## Try it
An exact copy of every record is needed, with all pictures omitted.

## Phrase grounding data
────

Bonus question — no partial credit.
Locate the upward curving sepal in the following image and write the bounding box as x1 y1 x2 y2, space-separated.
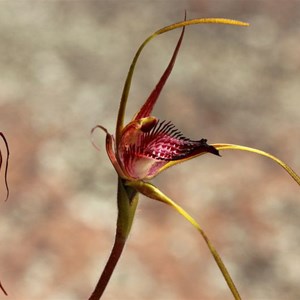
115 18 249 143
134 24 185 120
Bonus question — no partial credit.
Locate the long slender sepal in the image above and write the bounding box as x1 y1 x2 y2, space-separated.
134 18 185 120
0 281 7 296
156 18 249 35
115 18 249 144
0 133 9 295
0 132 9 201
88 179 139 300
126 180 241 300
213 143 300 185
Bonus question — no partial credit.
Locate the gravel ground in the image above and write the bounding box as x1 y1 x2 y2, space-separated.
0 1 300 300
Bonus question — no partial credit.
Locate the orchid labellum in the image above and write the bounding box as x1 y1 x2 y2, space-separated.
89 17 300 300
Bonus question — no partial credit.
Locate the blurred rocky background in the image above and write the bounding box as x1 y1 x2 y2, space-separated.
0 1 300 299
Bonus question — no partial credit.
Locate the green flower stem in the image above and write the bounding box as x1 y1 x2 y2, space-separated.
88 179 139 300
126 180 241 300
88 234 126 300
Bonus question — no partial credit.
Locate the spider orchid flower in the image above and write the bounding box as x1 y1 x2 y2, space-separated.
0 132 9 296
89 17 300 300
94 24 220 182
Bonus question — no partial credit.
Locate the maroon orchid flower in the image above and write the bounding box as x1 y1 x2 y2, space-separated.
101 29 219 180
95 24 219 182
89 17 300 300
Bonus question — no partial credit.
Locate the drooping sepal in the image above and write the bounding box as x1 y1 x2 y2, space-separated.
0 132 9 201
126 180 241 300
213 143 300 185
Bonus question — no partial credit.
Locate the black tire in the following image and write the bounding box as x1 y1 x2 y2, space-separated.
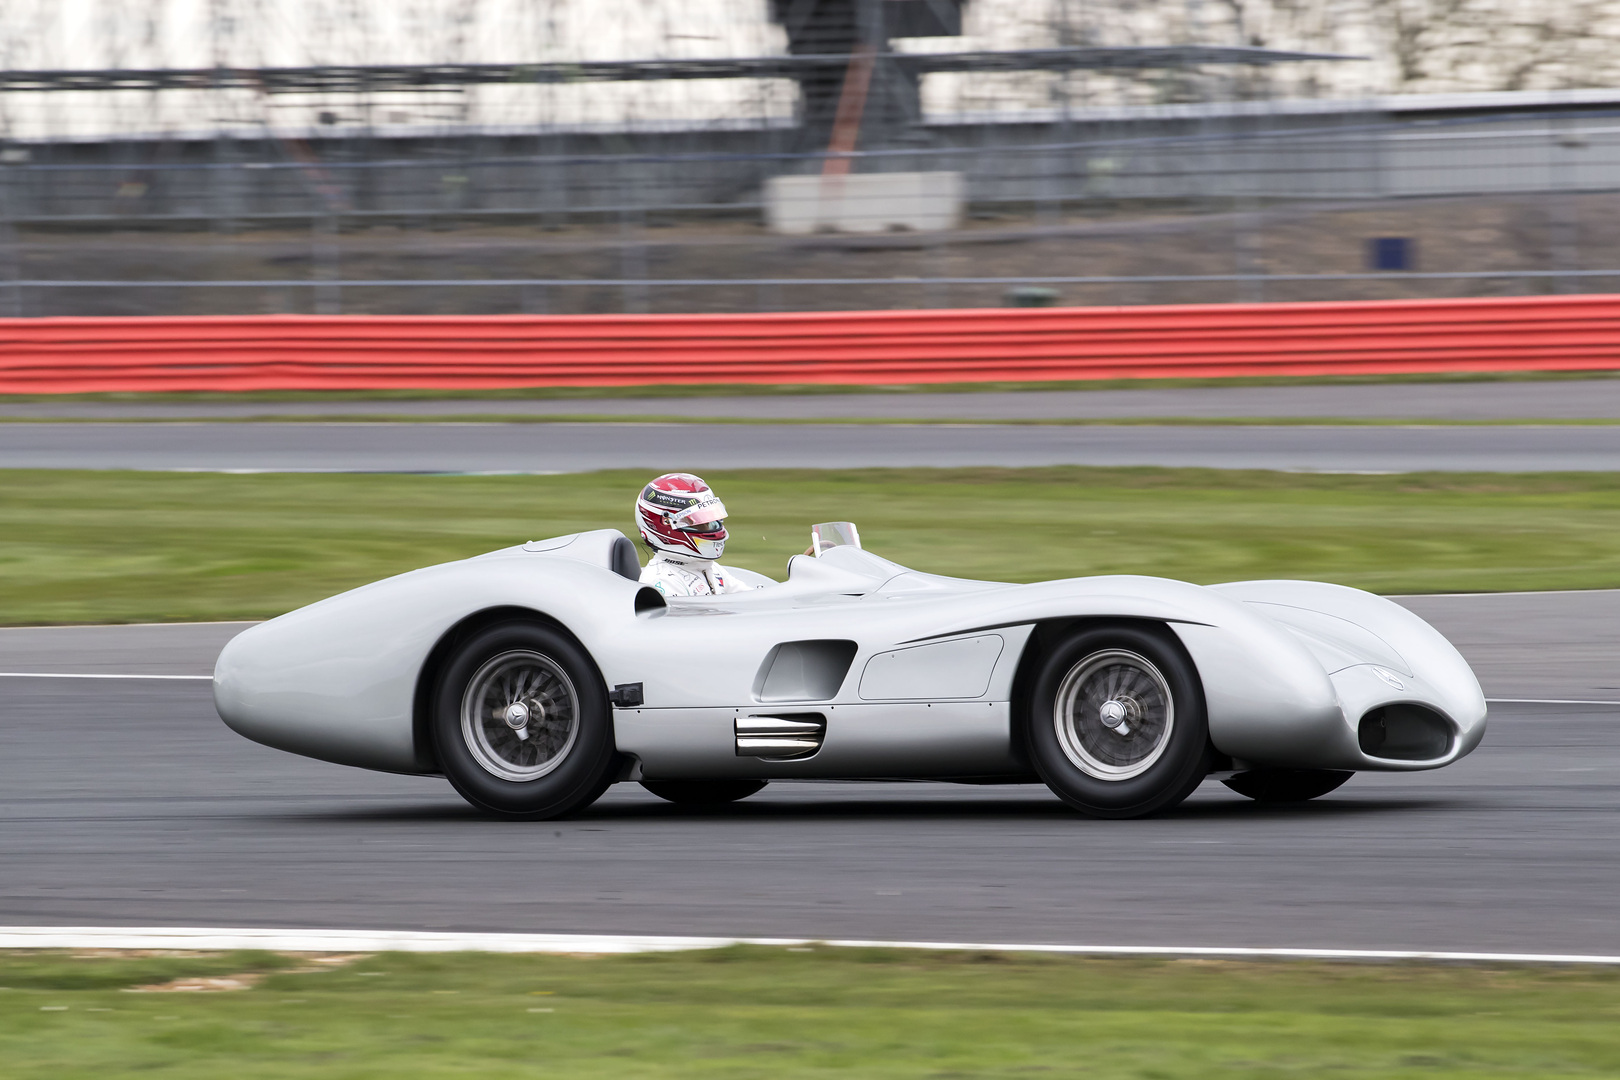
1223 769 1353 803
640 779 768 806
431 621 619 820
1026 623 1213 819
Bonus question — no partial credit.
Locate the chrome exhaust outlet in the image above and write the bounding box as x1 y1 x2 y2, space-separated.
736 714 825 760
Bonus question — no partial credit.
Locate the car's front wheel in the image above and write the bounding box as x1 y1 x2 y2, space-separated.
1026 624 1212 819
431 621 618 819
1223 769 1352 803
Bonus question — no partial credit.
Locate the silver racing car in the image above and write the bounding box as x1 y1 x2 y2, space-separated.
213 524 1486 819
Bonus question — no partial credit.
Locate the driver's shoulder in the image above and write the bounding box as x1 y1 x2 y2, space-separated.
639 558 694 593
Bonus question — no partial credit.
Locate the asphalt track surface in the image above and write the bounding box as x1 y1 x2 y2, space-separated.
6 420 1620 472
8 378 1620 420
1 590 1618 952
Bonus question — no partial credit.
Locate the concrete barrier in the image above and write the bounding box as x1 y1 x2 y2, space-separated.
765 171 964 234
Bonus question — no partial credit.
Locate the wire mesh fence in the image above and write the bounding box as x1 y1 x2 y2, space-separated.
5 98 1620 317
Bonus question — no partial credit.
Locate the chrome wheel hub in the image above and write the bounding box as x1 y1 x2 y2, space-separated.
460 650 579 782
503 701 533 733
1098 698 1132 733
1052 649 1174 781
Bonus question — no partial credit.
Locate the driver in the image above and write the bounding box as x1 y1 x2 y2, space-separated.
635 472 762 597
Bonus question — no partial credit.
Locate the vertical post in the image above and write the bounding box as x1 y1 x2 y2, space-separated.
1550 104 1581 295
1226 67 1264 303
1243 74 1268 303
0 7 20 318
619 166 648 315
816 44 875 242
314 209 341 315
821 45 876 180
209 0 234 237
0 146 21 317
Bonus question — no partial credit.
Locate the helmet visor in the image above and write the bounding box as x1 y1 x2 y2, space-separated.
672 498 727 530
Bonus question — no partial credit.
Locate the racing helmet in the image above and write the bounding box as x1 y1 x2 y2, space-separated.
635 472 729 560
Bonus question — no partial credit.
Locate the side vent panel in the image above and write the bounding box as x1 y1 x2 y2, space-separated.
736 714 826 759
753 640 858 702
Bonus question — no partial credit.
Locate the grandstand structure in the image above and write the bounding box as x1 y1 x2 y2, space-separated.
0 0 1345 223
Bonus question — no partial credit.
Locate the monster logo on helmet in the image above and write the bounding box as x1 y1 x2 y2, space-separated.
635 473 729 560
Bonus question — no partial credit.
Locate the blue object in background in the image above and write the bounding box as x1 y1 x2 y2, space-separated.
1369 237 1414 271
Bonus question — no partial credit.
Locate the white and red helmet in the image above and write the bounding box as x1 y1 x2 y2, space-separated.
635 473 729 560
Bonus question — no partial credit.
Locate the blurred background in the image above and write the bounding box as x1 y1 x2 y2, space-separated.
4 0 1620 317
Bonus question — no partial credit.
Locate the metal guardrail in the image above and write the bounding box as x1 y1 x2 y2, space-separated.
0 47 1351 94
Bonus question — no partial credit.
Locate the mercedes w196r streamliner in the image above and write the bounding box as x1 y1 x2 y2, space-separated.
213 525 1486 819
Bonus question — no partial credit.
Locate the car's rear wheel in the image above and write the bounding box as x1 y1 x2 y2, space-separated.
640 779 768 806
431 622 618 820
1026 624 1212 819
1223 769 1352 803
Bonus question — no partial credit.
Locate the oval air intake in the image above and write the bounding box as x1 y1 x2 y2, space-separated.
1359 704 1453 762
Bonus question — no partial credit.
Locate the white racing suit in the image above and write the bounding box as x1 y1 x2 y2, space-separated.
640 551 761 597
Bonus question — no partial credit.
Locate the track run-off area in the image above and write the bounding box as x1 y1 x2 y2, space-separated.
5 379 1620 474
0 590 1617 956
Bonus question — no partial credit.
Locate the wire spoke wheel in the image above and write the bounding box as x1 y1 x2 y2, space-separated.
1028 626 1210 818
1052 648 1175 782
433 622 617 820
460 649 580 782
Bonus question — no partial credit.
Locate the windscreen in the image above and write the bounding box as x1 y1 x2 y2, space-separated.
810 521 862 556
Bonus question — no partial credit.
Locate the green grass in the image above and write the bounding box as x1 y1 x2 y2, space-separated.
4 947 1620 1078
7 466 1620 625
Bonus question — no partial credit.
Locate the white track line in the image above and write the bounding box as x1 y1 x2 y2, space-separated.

────

## Your response
Bonus question — no partial credit.
Locate the upward curving sepal in the following image and write the bounding box as x1 y1 x2 y2, space-separated.
115 18 249 143
134 24 185 120
Bonus question — no partial credit.
Locate the long slender sepal in the image above and write the bounding box as x1 y1 x2 y2, space-separated.
134 18 185 120
0 281 7 296
156 18 249 35
115 18 249 144
0 133 9 295
0 132 9 201
88 179 139 300
126 180 241 300
213 143 300 185
Bonus question — no partial credit.
Locate the gravel ground in the image above and write the bounding box as x1 y1 x2 y2, space-separated.
0 1 300 300
Bonus question — no partial credit.
Locate the orchid labellum in the image above and write the bounding box as x1 y1 x2 y2, space-separated.
89 17 300 300
Bonus question — no partial credit.
Locate the blurred rocky background in the image above and write the bounding box as x1 y1 x2 y2, space-separated.
0 1 300 299
Bonus question — no partial credit.
Locate the green flower stem in the image above and write the bounding box as x1 y1 x2 y2, space-separated.
88 179 139 300
126 180 241 300
88 234 126 300
Bonus question — no partial credit.
Locate the spider orchid flower in the image above and write the bounding box as x1 y1 x2 y2, space-separated.
0 132 9 296
89 17 300 300
94 24 220 182
Bonus question — no partial credit.
Locate the maroon orchid flower in the image above and write the bounding box as x1 y1 x2 y2, space-separated.
101 29 219 180
95 24 219 182
89 17 300 300
Bonus question — no partial credit.
Locate the drooping sepal in the image above and write the bounding box as x1 y1 x2 y2, space-separated.
0 132 9 201
126 180 241 300
213 143 300 185
Bonus question — no partial credit.
Locate the black tire in the following image and write the bounding box as x1 y1 x2 y2, space-separated.
1223 769 1353 803
640 779 768 806
431 621 619 820
1026 623 1213 819
Bonus question — no partial credit.
Locate the chrome exhaust outlet in the image above and write the bounding box as x1 y1 x2 y2, space-separated.
736 714 825 760
Bonus question — no partial credit.
Locate the car's front wheel in the image above and write the bounding box as x1 y1 x2 y2, space-separated.
1026 624 1212 819
431 621 618 819
1223 769 1352 803
Bonus question — no partial credit.
Locate the silver racing car in the image above and write the bounding box as x1 y1 x2 y2, space-separated.
213 524 1486 819
Bonus question — no partial credit.
Locate the driver's shoulder in the image above and write the bounding box as x1 y1 x2 y2, space-separated.
639 558 694 593
Bonus question — no partial credit.
Locate the asphalt track surface in the image above and write the bounding box as x1 y1 x2 y2, space-separated.
6 420 1620 472
8 378 1620 420
1 590 1618 952
Bonus question — no partial credit.
Locate the concrete barrier in the image above and write the bounding box as x1 y1 x2 y2, space-separated.
765 171 964 234
Bonus question — no partial credit.
Locate the wire mesh fence in the image above and write the bounding box as x1 y1 x2 y2, space-separated.
5 98 1620 317
Bonus question — no partial credit.
Locate the chrome wheel hub in the image above and write the bounding box as x1 y1 x2 y2, space-separated.
460 650 579 782
503 701 533 733
1098 698 1132 733
1052 649 1174 781
Bonus question — no partial credit.
Locate the driver in the image above and write the bounding box as x1 y1 x2 y2, space-separated.
635 472 762 597
Bonus question — no partial credit.
Locate the vertical post in the image above and write the bounding box as x1 y1 x2 y2, space-separated.
1550 104 1581 295
1226 67 1264 303
1243 74 1268 303
0 7 20 318
619 166 648 315
816 44 875 242
314 209 341 315
821 45 876 180
209 0 234 237
0 146 21 317
Bonus question — no partial credit.
Locate the helmet visor in the image above and write the bounding box as x1 y1 x2 y2, space-separated.
672 498 727 530
Bonus question — no partial credit.
Locate the racing helmet in the image above and write the bounding box as x1 y1 x2 y2, space-separated.
635 472 729 560
Bonus question — no partial credit.
Locate the side vent panel in the image above and write the bounding box as x1 y1 x2 y2, space-separated.
736 714 826 759
753 640 858 702
Bonus question — no partial credit.
Locate the grandstand structure in the image above and write the bounding box as x1 y1 x2 y2, space-separated.
0 0 1345 223
Bonus question — no partial credit.
Locate the monster logo on helmet in the image above and write the bounding box as x1 y1 x2 y2, space-separated.
635 473 729 560
Bonus question — no partial credit.
Locate the blue object in background in the image above and write the bounding box as x1 y1 x2 y2, space-separated.
1369 237 1414 271
Bonus question — no partial credit.
Locate the white and red helmet in the image above and write the bounding box as x1 y1 x2 y2, space-separated.
635 473 729 560
Bonus question — no partial credit.
Locate the blurred background in the image above and write the bounding box as x1 y1 x2 y2, space-separated.
4 0 1620 317
Bonus question — no partial credit.
Locate the metal guardrail in the image above and write the bounding box as x1 y1 x2 y2, space-separated.
0 47 1351 94
Bonus question — no partial credit.
Locate the mercedes w196r streamliner in the image above and write the bounding box as x1 y1 x2 y2, space-separated.
213 525 1486 819
Bonus question — no partial credit.
Locate the car's rear wheel in the image above and write the bounding box as x1 y1 x2 y2, space-separated.
640 779 768 806
431 622 618 820
1026 624 1212 819
1223 769 1352 803
Bonus question — no partial credit.
Locate the oval air intake in the image above and write the bounding box as x1 y1 x2 y2, space-separated.
1359 704 1453 762
Bonus question — no partial credit.
Locate the white racing suit in the image above and write the bounding box as x1 y1 x2 y2, space-separated.
640 551 761 597
Bonus question — no partial credit.
Locate the track run-off area in the image above and write the bounding box as x1 y1 x2 y2, space-separated.
5 379 1620 474
0 590 1617 956
Bonus question — no partial credit.
Locate the wire spoke wheel in the image above and write the bounding box as x1 y1 x2 y2, space-separated.
1028 626 1210 818
1052 648 1175 782
433 622 617 820
460 649 580 782
Bonus question — no partial credit.
Locate the windscreen in the image above and write the bounding box as x1 y1 x2 y2, space-separated.
810 521 862 556
Bonus question — no partial credit.
Locate the green grass in the image above and write the bounding box as x1 y1 x2 y2, space-separated.
4 947 1620 1078
7 466 1620 625
Bonus question — no partial credit.
Locate the white track line in the image above and write the bounding box as x1 y1 x2 y2, space-separated.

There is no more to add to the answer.